Print, from the listing below, the lines starting at the line containing "box: [48, 55, 64, 73]" and ending at the line containing "18L114 59L37 65L40", exactly as they stand, and print nothing else.

Data in this exercise.
************

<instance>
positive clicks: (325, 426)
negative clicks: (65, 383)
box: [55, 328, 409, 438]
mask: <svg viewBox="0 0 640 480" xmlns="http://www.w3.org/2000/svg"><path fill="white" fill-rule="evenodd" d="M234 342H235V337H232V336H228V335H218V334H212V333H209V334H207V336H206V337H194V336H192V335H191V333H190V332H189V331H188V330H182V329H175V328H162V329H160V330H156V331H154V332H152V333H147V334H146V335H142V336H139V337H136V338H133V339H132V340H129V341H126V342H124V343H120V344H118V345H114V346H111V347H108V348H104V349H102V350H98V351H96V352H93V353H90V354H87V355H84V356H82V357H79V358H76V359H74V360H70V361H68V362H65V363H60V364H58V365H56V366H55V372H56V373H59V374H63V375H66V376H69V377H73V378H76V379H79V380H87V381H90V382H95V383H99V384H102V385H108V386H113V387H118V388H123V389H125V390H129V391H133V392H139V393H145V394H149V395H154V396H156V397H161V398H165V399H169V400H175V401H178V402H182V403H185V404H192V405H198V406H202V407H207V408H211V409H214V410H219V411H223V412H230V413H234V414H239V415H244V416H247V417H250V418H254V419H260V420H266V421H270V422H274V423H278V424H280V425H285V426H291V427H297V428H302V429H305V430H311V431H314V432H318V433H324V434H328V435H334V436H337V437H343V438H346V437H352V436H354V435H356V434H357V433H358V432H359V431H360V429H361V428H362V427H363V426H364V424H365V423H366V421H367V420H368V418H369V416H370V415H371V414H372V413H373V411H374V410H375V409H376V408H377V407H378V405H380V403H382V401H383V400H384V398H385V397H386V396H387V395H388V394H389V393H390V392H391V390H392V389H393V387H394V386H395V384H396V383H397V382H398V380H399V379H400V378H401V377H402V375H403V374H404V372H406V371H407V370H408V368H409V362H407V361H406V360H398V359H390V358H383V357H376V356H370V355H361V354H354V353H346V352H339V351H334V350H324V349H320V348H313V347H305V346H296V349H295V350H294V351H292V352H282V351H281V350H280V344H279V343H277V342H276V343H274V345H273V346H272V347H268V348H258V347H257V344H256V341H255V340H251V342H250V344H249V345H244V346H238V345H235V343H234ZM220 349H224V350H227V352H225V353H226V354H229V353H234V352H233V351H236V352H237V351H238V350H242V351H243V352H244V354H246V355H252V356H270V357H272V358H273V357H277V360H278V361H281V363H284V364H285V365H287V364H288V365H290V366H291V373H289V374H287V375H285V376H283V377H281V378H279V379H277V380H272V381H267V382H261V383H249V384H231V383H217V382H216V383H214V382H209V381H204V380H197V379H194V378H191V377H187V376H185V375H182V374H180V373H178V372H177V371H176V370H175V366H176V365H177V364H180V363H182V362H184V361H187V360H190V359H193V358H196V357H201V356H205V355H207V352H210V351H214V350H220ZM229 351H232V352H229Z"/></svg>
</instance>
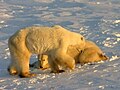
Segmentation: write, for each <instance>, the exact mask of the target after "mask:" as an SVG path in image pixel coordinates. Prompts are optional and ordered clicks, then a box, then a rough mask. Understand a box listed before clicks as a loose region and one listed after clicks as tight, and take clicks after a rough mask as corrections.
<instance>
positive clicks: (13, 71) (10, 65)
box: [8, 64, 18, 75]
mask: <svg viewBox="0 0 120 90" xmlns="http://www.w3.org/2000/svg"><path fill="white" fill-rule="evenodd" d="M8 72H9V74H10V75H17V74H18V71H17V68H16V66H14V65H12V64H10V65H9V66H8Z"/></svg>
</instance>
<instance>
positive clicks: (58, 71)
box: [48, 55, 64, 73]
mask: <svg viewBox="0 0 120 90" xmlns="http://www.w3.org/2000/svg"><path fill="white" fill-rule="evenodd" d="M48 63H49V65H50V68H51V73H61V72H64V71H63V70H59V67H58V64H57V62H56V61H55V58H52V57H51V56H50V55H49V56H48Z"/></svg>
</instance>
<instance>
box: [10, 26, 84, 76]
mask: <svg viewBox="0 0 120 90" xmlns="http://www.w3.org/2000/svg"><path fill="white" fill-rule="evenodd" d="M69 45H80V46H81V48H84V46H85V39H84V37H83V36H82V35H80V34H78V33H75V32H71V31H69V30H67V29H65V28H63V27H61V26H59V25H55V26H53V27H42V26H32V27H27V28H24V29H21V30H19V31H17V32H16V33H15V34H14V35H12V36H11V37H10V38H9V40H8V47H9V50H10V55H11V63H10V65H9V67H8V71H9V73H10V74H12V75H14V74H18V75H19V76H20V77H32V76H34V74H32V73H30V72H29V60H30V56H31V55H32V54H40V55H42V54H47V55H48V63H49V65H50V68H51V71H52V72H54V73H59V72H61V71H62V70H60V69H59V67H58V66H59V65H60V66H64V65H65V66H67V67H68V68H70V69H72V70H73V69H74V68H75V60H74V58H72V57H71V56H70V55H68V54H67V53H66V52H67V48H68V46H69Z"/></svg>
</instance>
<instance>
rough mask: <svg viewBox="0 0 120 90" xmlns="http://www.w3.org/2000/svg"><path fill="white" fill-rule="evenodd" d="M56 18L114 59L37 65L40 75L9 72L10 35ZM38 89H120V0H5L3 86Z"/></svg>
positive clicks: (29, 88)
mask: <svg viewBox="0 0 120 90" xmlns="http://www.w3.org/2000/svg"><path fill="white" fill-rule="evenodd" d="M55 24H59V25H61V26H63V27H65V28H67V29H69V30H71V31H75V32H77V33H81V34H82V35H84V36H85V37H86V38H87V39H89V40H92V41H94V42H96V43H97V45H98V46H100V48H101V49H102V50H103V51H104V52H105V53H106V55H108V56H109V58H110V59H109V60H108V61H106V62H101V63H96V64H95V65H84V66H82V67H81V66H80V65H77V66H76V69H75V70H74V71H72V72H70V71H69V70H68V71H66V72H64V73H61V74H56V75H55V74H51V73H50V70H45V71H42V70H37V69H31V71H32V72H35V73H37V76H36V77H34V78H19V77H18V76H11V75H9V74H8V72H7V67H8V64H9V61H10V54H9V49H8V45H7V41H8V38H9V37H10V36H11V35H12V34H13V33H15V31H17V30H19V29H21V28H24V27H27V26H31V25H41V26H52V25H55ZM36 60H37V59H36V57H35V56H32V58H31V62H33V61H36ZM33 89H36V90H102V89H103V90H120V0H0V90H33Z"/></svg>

************

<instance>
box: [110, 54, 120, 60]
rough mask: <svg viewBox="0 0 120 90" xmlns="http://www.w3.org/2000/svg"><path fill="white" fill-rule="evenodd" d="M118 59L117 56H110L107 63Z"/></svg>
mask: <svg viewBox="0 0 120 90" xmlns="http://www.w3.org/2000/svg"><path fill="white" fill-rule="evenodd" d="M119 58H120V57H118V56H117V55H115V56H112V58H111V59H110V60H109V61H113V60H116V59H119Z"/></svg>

************

Response to this task.
box: [48, 55, 64, 73]
mask: <svg viewBox="0 0 120 90" xmlns="http://www.w3.org/2000/svg"><path fill="white" fill-rule="evenodd" d="M48 63H49V65H50V68H51V73H61V72H64V71H63V70H59V67H58V64H57V62H56V61H55V58H52V57H51V56H50V55H49V56H48Z"/></svg>
</instance>
<instance>
box: [10, 26, 84, 76]
mask: <svg viewBox="0 0 120 90" xmlns="http://www.w3.org/2000/svg"><path fill="white" fill-rule="evenodd" d="M69 45H80V46H81V48H84V46H85V39H84V37H83V36H82V35H80V34H78V33H75V32H71V31H69V30H67V29H65V28H63V27H61V26H59V25H55V26H53V27H42V26H32V27H27V28H24V29H21V30H19V31H17V32H16V33H15V34H14V35H12V36H11V37H10V38H9V40H8V47H9V50H10V55H11V63H10V65H9V67H8V71H9V73H10V74H12V75H14V74H18V75H19V76H20V77H32V76H34V74H32V73H30V72H29V60H30V56H31V55H32V54H40V55H42V54H47V55H48V63H49V65H50V68H51V71H52V72H54V73H59V72H61V71H62V70H60V69H59V67H58V66H59V65H60V66H64V65H65V66H67V67H68V68H70V69H72V70H73V69H74V68H75V60H74V58H72V57H71V56H70V55H68V54H67V53H66V52H67V48H68V46H69Z"/></svg>
</instance>
<instance>
rough mask: <svg viewBox="0 0 120 90" xmlns="http://www.w3.org/2000/svg"><path fill="white" fill-rule="evenodd" d="M56 18L114 59L37 65L40 75L9 72L10 35ZM38 89H120V0H5L3 86Z"/></svg>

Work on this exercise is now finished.